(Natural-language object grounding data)
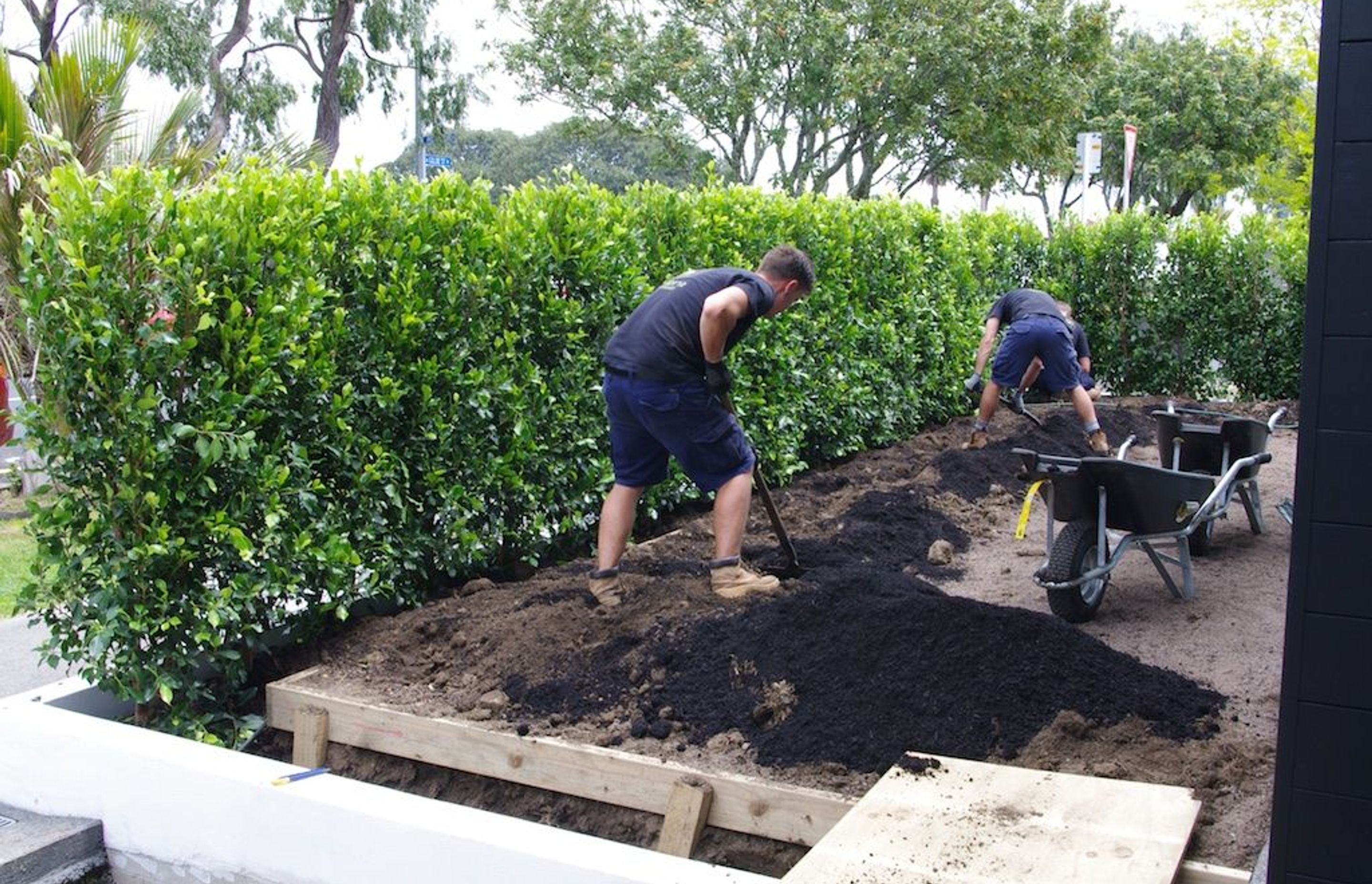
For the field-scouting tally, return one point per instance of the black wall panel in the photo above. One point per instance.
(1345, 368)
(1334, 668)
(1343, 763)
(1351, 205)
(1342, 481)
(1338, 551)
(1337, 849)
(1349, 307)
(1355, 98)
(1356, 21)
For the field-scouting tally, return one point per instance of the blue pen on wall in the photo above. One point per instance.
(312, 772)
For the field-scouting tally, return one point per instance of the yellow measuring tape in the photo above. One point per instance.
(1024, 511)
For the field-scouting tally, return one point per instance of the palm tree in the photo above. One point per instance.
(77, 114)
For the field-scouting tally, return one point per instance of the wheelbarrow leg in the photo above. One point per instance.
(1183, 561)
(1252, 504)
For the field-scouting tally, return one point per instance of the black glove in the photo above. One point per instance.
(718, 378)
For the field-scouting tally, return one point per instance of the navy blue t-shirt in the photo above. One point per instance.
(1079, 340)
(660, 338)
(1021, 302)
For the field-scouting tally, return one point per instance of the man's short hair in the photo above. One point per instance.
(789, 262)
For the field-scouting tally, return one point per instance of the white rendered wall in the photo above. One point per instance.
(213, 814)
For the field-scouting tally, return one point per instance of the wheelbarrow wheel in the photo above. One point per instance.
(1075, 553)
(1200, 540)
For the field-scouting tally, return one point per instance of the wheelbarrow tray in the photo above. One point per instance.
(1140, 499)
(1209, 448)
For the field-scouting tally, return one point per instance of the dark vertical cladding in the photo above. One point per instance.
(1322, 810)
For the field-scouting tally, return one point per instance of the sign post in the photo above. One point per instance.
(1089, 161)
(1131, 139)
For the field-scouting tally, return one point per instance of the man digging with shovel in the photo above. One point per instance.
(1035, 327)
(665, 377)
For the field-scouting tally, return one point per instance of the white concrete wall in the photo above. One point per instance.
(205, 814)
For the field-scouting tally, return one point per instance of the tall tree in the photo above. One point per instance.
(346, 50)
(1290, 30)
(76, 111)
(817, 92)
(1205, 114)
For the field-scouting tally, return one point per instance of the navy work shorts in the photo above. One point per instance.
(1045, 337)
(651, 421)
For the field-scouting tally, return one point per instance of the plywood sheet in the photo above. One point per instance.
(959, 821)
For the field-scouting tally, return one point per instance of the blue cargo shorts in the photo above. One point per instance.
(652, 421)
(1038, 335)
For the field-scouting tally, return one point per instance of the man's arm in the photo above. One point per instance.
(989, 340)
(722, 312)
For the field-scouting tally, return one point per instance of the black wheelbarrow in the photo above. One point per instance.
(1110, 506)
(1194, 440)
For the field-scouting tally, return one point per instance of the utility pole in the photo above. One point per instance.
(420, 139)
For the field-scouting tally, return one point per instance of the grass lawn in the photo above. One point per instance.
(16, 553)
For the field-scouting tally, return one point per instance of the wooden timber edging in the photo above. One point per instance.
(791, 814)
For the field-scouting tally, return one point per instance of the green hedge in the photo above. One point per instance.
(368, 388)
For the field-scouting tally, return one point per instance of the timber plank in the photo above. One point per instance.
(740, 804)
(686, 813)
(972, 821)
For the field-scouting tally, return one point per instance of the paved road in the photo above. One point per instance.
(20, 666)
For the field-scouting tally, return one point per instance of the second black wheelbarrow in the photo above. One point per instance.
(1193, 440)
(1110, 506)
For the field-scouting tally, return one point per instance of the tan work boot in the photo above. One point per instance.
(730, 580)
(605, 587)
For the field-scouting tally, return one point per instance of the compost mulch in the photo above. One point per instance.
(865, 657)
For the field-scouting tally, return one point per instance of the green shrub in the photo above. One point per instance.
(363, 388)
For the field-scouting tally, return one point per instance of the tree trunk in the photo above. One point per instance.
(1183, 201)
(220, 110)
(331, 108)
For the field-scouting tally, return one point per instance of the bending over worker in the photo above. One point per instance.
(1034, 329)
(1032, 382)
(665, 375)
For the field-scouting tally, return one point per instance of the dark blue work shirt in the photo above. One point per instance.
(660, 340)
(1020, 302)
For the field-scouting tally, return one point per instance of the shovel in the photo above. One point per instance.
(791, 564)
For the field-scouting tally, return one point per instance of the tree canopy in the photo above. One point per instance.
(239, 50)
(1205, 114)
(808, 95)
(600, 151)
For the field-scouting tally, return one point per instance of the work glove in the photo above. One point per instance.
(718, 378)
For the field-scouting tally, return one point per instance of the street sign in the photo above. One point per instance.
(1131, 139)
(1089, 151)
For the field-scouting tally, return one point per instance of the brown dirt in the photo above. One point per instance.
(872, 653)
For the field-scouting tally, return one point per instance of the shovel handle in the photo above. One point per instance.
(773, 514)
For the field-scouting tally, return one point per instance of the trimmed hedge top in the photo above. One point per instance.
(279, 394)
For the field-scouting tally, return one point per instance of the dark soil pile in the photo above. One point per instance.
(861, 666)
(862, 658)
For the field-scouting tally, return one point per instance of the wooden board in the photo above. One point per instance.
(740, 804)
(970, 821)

> **Instructions for the task**
Set each line of the records down again exactly as it reads. Omit the pictures.

> **Solution to the exercise**
For the field-scouting tally, return one point per instance of the black wall panel in the photo above. One point per instance.
(1345, 368)
(1334, 668)
(1343, 763)
(1351, 205)
(1342, 481)
(1338, 551)
(1337, 849)
(1349, 307)
(1355, 98)
(1356, 21)
For the field-scouting tally, return one point per instance of the blue pen on wall in the photo above. One point per instance.
(312, 772)
For the field-scouting tally, return one point per instance of the yellow measuring tape in the photo above. One point per instance.
(1024, 511)
For the field-scouting tally, return one point per instance of the palm tree in the photo above. One point per instance.
(77, 114)
For the field-scouting tally, return one point per instance of the wheelbarrow leg in the photo above. One point per instance.
(1183, 561)
(1252, 504)
For the field-scouting tally, return one point per instance of the black glove in the photo above. One point per instance.
(718, 378)
For the field-scouting tally, return one point per instance of the navy blue t-shirt in the photo above. One point per instance.
(1079, 340)
(660, 338)
(1021, 302)
For the field-scouting tally, return one point per instance of the man's short hair in the photo above. One point per instance.
(789, 262)
For the field-scouting tally, return one point per instance of the white rendered wall in the photo above. One point per instance.
(213, 814)
For the field-scouting tally, return one point per instance of the wheelbarrow wheel in the photo above. One point per instance.
(1075, 553)
(1200, 540)
For the field-scouting tally, return one point per instance of the wheelbarrow tray in the photo above. One point per instance.
(1140, 499)
(1209, 448)
For the field-scouting tally, return one point per instance of the dark vertical cladding in the photo above. One point per instance.
(1322, 810)
For the field-scouting tally, return one point per instance of the sign post in the photo above. One point per instance.
(1089, 161)
(1131, 139)
For the field-scouting tally, return one point per instance of the man digging with shovel in the photo above. One point per instance.
(1035, 327)
(665, 377)
For the field-scouting tally, return one point per instance of the white concrete wall in the photo above. One point per instance.
(205, 814)
For the field-scouting tally, return one point per instance of the tall tree in the photo above. One point per instance.
(346, 50)
(1290, 30)
(76, 111)
(817, 92)
(1205, 114)
For the field-scouting tally, return one point per instance of the navy work shorts in the photo above. One point per instance.
(1045, 337)
(651, 421)
For the field-scouting tally, return one point per instance of the plywood sheet in the photo above. One point per instance.
(959, 821)
For the field-scouting tally, return one point per instance of the blue cargo shorts in the photo above. One point per instance.
(652, 421)
(1038, 335)
For the field-scouting tally, return one point per instance of the man's arm in the photo above. One point per instance.
(989, 340)
(722, 312)
For the field-scouting tally, return one point per instance of the black wheelbarrow in the photo above. One point per instance.
(1110, 506)
(1194, 440)
For the field-scouting tally, return one point per instance of the utility pole in the photo above. One point per instance.
(420, 139)
For the field-scouting tally, return one point per instance of the grass lawn in the photo above. One point per instance.
(16, 553)
For the field-scouting tally, return one point per instance of the wooden timber edging in the photo above. One point per instance.
(791, 814)
For the field-scouting tally, return one point per instance of the green hedge in the photo above. One point per instance.
(368, 388)
For the field-scouting tally, return one point per instance of the timber plank in the photo above. One point per instance.
(740, 804)
(686, 813)
(972, 821)
For the field-scouting tally, return one point per instance of the paved road in the photo above. One point per instance.
(20, 666)
For the field-scouting tally, return one point per instance of the second black wheelbarrow in the photo above. One point per instance.
(1193, 440)
(1110, 506)
For the field-scouting tally, return one point per instance of the tan work boot in the photo above. One point per instance.
(730, 580)
(605, 587)
For the field-scouting tally, return one point per instance of the compost mulch in the photo above. One point per instance.
(865, 657)
For the field-scouting tally, return one point per instance of the green shrub in the photo above. One point per instance.
(363, 388)
For the field-scouting tally, return one point per instance of the tree trunk in the photo above. One point per instance.
(1183, 201)
(220, 110)
(331, 108)
For the field-scouting tally, return one point per instance of the bending over worker in the photo above. One point per instance.
(1034, 329)
(1032, 382)
(665, 375)
For the field-scouting tally, return one point per instance of the dark blue work shirt in the photo above. One point per instance.
(660, 340)
(1020, 302)
For the field-scouting tally, return one point per instance of the shovel in the photo above. One point per instance.
(791, 564)
For the field-scouting tally, return one point per instance of the tree canopy in the photo above. One point per instance.
(239, 50)
(1205, 114)
(808, 95)
(600, 151)
For the field-scouting tally, return one point per instance of the work glove in the photo above. One point per instance.
(718, 378)
For the field-scouting tally, return one point per instance of the street sign in the photo above. One point per instance.
(1131, 139)
(1089, 151)
For the field-scouting tally, return one point per instance of the brown dirt in the photo above. One point per instance.
(872, 653)
For the field-scouting tally, return one point per instance of the shovel handle in the photo above. One point per instance.
(773, 514)
For the field-scouting tally, return one point per instance of the trimmed hedge top in the photo above. One point per instance.
(279, 394)
For the field-scouting tally, return one point per instance of the dark soil pile in the photo above. One point per instance.
(861, 666)
(862, 658)
For the field-scouting tally, return one point per instance of the wooden board in the photo above. One point per instance.
(740, 804)
(970, 821)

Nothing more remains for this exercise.